**Page excerpt**
********

# Best Nigerian Goat Stanchion/Where?



## BetterHensandGardens (May 10, 2011)

It's time for us to get a stanchion for our ND's, and I was wondering what the best type (wood or metal) and size of stanchion was for the Nigerians (like how high should they be so milking is still comfortable)?  The wooden ones seemed preferable to me, but none of the places that had wooden ones seemed to be shipping them?  Is there a source that anyone knows of that ships or makes them near Ohio?


----------



## chandasue (May 10, 2011)

I really liked the metal one I have.... until it rusted this spring.   Now I have to sand it all down and repaint it. I'm sure there are plans online if you know anyone that's even a little bit handy with a table saw, or easily adjust standard milk stand plans, just make it taller. I think the one I have is 16 or 18 inches high. Really I wouldn't mind if it was a little taller since my back is crap and that half bent over position is hard on me, but then they'd need a ramp to get up and I don't have room for that.


----------



## helmstead (May 10, 2011)

Look for plans for the PVC stanchions...they're great, won't rust or rot.


----------



## elevan (May 10, 2011)

I remember seeing an add on Craig's list a few months back for a guy who makes them.  You might do a post on Craig's list.

Here are a few ads:
http://dayton.craigslist.org/grd/2331812718.html
http://richmondin.craigslist.org/grd/2315233191.html
http://sandusky.craigslist.org/grd/2345005600.html
http://akroncanton.craigslist.org/grd/2319174858.html
http://akroncanton.craigslist.org/grd/2333622158.html


Those will get you started    I didn't find the one for the guy who makes them but like I said just post an add wanting to buy and I'm sure you'll get a response.


----------



## whetzelmomma (May 10, 2011)

I made mine with an old (and FREE) coffee table type base, and some scrap wood.


----------



## elevan (May 10, 2011)

helmstead said:
			
		

> Look for plans for the PVC stanchions...they're great, won't rust or rot.


You got me curious so I went "binging" to see if I could find some good plans (since I need to make a new stand myself).

I think this was the best of what I found.  And it included pictures which most of the others did not.


----------



## BetterHensandGardens (May 12, 2011)

helmstead said:
			
		

> Look for plans for the PVC stanchions...they're great, won't rust or rot.


I like the idea of the PVC stanchions.....didn't know they came that way.  Thanks!


----------



## BetterHensandGardens (May 12, 2011)

elevan said:
			
		

> helmstead said:
> 
> 
> 
> ...


That one does look pretty good/sturdy.  It says that they're about 14 - 15 inches from the ground to the base.  Is that high enough or should it be made taller so it's not necessary to hunch over during milking?


----------



## elevan (May 12, 2011)

BetterHensandGardens said:
			
		

> elevan said:
> 
> 
> 
> ...

********

**Extracted records**

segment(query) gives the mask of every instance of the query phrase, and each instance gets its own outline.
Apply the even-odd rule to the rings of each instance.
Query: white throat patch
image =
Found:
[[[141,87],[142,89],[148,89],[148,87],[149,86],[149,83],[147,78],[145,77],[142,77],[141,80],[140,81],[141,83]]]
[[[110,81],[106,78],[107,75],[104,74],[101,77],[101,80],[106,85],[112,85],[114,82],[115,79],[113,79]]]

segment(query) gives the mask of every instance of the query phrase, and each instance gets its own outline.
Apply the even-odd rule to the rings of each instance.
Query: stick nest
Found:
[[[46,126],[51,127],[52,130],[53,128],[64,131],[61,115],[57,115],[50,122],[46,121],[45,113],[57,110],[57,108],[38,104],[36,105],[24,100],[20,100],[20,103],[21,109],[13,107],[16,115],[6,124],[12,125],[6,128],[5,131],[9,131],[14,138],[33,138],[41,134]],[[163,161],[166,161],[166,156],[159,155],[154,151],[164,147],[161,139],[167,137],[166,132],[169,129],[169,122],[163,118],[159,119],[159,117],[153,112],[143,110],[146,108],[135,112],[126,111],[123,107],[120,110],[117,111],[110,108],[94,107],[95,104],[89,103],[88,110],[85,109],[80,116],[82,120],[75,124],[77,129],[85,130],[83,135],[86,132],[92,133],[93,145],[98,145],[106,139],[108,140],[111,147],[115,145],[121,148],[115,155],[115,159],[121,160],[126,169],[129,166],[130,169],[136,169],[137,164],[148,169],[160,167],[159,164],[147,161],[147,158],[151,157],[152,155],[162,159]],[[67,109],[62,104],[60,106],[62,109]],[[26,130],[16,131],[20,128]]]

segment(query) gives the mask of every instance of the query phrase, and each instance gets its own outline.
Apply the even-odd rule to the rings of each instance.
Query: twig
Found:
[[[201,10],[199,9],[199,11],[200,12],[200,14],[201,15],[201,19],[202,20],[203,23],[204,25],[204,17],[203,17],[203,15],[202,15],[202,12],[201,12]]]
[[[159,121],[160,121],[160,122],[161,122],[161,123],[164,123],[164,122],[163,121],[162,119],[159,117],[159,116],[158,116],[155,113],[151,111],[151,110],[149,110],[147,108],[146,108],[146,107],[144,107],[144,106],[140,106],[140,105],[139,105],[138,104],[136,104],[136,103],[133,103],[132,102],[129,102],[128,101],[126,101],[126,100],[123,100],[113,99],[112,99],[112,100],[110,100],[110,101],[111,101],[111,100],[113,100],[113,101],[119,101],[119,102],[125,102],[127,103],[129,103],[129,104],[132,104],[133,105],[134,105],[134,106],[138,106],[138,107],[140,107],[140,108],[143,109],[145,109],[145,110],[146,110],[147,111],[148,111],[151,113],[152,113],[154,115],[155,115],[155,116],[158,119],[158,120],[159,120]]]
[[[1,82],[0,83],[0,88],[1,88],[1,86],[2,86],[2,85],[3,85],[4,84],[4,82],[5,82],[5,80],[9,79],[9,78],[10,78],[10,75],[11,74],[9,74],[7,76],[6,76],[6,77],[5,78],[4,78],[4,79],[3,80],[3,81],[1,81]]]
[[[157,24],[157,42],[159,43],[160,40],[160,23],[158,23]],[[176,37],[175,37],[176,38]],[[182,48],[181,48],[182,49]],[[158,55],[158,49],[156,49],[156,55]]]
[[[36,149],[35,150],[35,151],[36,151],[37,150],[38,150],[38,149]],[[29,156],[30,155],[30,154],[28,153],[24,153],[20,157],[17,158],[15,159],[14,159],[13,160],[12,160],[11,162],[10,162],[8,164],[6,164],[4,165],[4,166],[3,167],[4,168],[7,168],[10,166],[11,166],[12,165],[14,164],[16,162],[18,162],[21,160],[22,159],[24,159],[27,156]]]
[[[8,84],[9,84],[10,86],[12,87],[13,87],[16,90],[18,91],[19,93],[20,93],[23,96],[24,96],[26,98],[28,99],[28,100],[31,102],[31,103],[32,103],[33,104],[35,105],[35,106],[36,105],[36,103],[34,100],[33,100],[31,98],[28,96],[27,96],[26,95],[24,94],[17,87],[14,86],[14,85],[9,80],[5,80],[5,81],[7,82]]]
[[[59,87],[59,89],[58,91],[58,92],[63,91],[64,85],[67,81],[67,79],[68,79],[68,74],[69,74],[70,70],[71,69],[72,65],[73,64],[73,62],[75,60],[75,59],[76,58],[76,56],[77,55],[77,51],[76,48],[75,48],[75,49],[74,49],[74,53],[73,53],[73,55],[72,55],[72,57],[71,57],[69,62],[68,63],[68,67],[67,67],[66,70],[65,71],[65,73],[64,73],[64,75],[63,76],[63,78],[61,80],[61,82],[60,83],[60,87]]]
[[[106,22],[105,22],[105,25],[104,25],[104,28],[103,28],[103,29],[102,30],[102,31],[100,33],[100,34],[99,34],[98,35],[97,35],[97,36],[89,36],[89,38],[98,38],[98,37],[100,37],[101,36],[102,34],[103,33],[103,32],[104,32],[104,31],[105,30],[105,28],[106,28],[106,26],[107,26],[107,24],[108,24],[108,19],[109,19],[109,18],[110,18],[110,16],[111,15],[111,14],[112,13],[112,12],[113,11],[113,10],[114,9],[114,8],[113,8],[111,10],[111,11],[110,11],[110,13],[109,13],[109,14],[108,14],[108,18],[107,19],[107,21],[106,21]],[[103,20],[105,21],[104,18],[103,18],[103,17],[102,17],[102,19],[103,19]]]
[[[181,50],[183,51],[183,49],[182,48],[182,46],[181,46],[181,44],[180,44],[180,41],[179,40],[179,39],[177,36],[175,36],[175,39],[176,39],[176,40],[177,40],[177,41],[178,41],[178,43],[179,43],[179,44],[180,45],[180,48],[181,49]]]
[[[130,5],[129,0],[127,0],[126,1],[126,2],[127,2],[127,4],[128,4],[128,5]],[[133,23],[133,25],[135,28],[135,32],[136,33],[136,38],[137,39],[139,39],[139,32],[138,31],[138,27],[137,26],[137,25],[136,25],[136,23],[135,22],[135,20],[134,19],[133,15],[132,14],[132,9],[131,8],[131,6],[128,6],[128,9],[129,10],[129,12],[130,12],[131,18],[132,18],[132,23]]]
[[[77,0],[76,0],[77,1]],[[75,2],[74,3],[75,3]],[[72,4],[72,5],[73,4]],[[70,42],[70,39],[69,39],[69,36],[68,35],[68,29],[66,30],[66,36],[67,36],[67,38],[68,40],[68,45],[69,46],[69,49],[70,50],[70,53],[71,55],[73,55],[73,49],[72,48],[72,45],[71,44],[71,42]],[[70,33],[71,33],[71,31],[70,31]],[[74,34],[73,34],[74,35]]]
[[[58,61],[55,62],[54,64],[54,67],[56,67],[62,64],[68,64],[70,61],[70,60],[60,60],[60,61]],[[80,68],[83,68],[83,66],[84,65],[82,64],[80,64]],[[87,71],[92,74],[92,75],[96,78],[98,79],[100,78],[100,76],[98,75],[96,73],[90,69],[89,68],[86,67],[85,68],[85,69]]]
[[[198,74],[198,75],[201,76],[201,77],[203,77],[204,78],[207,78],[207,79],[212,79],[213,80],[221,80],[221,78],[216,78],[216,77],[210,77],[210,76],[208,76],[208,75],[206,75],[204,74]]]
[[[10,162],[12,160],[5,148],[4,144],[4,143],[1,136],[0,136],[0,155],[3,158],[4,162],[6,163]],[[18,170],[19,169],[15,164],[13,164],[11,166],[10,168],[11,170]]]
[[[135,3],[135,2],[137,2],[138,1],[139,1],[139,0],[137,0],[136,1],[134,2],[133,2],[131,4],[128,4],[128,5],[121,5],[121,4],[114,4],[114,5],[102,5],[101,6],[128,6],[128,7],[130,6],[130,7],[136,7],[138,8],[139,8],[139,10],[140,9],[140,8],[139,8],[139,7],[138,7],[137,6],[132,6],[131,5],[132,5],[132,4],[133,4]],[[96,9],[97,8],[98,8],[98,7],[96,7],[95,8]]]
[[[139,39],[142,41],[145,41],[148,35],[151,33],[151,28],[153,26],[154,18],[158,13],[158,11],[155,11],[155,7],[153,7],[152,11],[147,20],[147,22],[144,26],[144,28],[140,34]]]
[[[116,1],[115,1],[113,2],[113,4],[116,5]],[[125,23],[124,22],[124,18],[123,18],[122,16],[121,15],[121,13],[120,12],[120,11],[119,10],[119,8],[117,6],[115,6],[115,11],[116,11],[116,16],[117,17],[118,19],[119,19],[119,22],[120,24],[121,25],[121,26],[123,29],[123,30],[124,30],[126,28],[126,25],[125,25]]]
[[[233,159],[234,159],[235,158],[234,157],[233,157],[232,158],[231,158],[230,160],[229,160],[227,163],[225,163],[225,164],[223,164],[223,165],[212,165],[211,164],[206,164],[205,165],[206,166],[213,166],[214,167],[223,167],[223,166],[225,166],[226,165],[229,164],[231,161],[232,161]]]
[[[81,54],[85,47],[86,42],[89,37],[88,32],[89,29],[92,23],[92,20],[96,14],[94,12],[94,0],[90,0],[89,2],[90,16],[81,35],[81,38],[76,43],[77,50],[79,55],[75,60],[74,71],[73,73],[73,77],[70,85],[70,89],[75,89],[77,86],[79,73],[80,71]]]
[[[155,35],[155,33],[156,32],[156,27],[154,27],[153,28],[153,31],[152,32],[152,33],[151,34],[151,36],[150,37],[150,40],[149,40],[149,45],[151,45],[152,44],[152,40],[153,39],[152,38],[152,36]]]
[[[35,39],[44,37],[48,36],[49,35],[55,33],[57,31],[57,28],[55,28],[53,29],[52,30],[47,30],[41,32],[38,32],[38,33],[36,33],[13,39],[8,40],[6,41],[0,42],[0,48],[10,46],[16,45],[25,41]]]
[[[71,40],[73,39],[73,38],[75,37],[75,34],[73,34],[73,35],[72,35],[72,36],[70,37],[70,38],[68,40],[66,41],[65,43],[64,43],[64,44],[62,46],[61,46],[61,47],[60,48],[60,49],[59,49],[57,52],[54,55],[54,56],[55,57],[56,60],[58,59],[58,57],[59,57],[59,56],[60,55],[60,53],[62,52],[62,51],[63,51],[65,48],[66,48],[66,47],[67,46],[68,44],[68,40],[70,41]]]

********

**Short task 1**
Give the goat stanchion thread from "That one does" up to and including "elevan (May 12, 2011)", swapping "milking" for "feeding".
**Short task 2**
In the goat stanchion thread, how high does chandasue think her metal stand is?
The listing is separate material, apart from the goat stanchion thread.

**Correct output 1**
That one does look pretty good/sturdy.  It says that they're about 14 - 15 inches from the ground to the base.  Is that high enough or should it be made taller so it's not necessary to hunch over during feeding?


----------



## elevan (May 12, 2011)

**Correct output 2**
She thinks it is 16 or 18 inches high.